Selected passage
--------------------------------

The news channels are likely to be dominated with will we or won’t we get out of Europe in the coming months – and what better time for George Osborne’s tendency to hit ‘soft targets’ with his revenue raising efforts.
We have already seen a number of ‘stealth’ manoeuvres with pensions’ legislation and taxation for the better off – and now, who better to tax than the wealthy deceased?
They won’t complain after all because their voice has been silenced by the grim reaper. Thankfully, however, George’s efforts do not go unnoticed by those of us who are in the business of monitoring retirement legislation.
With the EU referendum now dominating news stories, news of the late Cilla Black’s estate will have been missed by many.
Cilla, a very wealthy woman at the time of her death, left £15m to her three sons, who each inherited £3m. Something wrong with the sums there?
No, of course not – just George taking the lion’s share of her hard earned, highly taxed accumulated income as a 40% wealth, I mean, inheritance tax (IHT).
So George takes about £5m and the sons take £3m each – wow. Clearly Cilla missed out on the advice scene during her mature years.
However, I imagine that she probably had, at least, £100,000 a year of spare after-tax income in these recent years and if, as she could have, she had gifted that to her sons (even into trust to delay them spending it maybe) for ten years then the whole £1m would have escaped the IHT net.
What is the difference between that and her accumulating it herself and putting it somewhere safe for her kids, but knowing that it was available should she need it for medical or other care?
Not much difference as far as she was concerned. But being a bit careful about her own future cost her (kids) £400,000 in IHT!
So, the same after-tax savings, but put through a slightly different process, leads to a frighteningly different and arbitrary outcome.
And to think that along the way and by stealth, George was levying 60% income tax on Cilla on her earnings between £100,000 and £120,000 because of the sneaky removal of the tax-free personal allowance.

--------------------------------

Input data
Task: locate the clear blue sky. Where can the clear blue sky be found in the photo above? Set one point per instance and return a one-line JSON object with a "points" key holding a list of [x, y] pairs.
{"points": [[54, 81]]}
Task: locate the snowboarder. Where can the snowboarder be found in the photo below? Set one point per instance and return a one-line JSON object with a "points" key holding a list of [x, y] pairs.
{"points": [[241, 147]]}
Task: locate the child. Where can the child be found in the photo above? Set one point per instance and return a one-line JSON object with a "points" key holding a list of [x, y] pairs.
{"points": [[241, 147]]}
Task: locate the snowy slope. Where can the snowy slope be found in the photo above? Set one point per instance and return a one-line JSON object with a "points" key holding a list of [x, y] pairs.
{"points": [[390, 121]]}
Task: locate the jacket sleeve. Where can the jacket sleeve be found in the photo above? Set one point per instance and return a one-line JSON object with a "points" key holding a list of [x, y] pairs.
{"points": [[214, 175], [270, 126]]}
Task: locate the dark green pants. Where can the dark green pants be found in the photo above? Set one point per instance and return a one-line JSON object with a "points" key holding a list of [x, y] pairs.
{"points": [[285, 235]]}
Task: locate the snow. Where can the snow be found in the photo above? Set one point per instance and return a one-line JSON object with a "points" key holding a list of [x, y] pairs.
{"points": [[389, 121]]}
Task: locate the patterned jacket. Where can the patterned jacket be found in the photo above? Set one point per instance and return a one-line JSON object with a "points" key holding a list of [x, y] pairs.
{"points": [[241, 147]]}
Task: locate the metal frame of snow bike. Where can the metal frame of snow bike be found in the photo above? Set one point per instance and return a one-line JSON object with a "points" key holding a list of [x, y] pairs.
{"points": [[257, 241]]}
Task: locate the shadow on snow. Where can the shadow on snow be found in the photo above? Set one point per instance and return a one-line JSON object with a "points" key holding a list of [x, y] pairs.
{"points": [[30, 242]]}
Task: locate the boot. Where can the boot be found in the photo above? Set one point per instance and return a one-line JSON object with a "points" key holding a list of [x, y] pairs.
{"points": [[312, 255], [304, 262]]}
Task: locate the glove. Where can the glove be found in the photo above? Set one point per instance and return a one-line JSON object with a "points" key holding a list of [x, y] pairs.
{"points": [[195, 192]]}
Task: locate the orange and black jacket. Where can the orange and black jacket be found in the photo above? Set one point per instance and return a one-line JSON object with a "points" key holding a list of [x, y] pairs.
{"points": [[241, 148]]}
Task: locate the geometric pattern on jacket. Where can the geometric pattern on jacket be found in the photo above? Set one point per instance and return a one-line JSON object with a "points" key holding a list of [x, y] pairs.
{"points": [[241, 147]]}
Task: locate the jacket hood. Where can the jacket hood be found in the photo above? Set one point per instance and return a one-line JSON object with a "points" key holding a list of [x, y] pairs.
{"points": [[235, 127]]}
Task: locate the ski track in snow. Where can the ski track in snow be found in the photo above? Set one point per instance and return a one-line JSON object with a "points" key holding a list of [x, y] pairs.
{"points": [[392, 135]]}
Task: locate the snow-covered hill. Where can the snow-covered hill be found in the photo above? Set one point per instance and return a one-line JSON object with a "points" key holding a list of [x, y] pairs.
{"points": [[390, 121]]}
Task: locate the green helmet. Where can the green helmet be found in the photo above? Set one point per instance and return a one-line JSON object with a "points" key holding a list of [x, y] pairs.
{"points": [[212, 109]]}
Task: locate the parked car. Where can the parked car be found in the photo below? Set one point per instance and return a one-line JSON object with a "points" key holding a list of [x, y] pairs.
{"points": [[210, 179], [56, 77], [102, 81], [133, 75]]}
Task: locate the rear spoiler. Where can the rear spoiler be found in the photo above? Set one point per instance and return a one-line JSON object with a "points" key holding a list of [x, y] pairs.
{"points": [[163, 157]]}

--------------------------------

Questions on the material
[1] From the article on Cilla Black's estate and inheritance tax, copy the passage from "Not much difference" to "tax-free personal allowance.".
[2] Carry the article on Cilla Black's estate and inheritance tax forward from its final sentence.

Answers for the tasks
[1]
Not much difference as far as she was concerned. But being a bit careful about her own future cost her (kids) £400,000 in IHT!
So, the same after-tax savings, but put through a slightly different process, leads to a frighteningly different and arbitrary outcome.
And to think that along the way and by stealth, George was levying 60% income tax on Cilla on her earnings between £100,000 and £120,000 because of the sneaky removal of the tax-free personal allowance.

[2]
So poor old Cilla paid 60% income tax on a chunk of her income which, having been carefully saved, was then taxed again at 40% because she had the audacity to be cautious and save her money for her kids. That really is random in my view.
Then we hear that there are plans afoot to increase probate fees for larger estates. (Cilla missed that one at least.)
The intention is to charge a massive £20,000 fee to lodge probate for estates beyond £2m.
One does not need to be a rocket scientist to realise that equates to a further unavoidable tax of up to 1% on death for large estates – those of the mainly prudent and hard-working elements of our population.
We are fortunate, however, because the justice minister has reassured us that no estate will have to pay more than 1% in probate fees – hurrah!
I have not seen any detail yet but they may also be playing the same trick as applies to the main residence nil rate band, which reduces by £1 for every £2 of estate value over £2m, disappearing altogether at £2.35m AND even counts fully exempt assets such as business and agricultural property in arriving at the value.
In all but name, this prospective probate fee must be considered yet another inheritance tax but in this case with no possible allowances to set off against it.
There are many and varied means of reducing this heinous tax, including AIM shares and ISAs, EIS schemes and various trust schemes.
It really is our obligation to spread the word about the various solutions to avoiding this unfair and randomly applied wealth tax. As Nike says – ‘Just Do It’.